>> Start Input rows
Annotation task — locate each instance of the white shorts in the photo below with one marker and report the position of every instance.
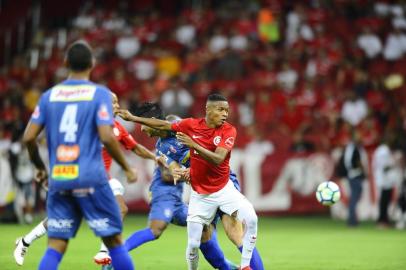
(116, 187)
(203, 207)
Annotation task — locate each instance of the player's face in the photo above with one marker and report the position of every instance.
(217, 112)
(151, 132)
(116, 106)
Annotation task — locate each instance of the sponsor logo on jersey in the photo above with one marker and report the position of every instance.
(61, 225)
(229, 142)
(67, 153)
(65, 172)
(103, 113)
(116, 132)
(216, 140)
(36, 114)
(100, 224)
(69, 93)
>> End Input rows
*Task requirements*:
Reproduce every one of the items above word for word, leaving the pictures out of your answer.

*Task response*:
Annotation task — locate each instance of the white shorts in the photo below with one marker and report the position of every instance.
(116, 187)
(203, 207)
Annotation task — locate each instance of the player's face in the photo above with one marker and report the position of every instance.
(217, 112)
(151, 132)
(116, 106)
Annotation task — locate each instance of the sponsor logo on jersey in the photo above with one marker and report the position of every instance.
(61, 225)
(229, 142)
(67, 153)
(65, 172)
(103, 113)
(116, 132)
(216, 140)
(36, 114)
(100, 224)
(69, 93)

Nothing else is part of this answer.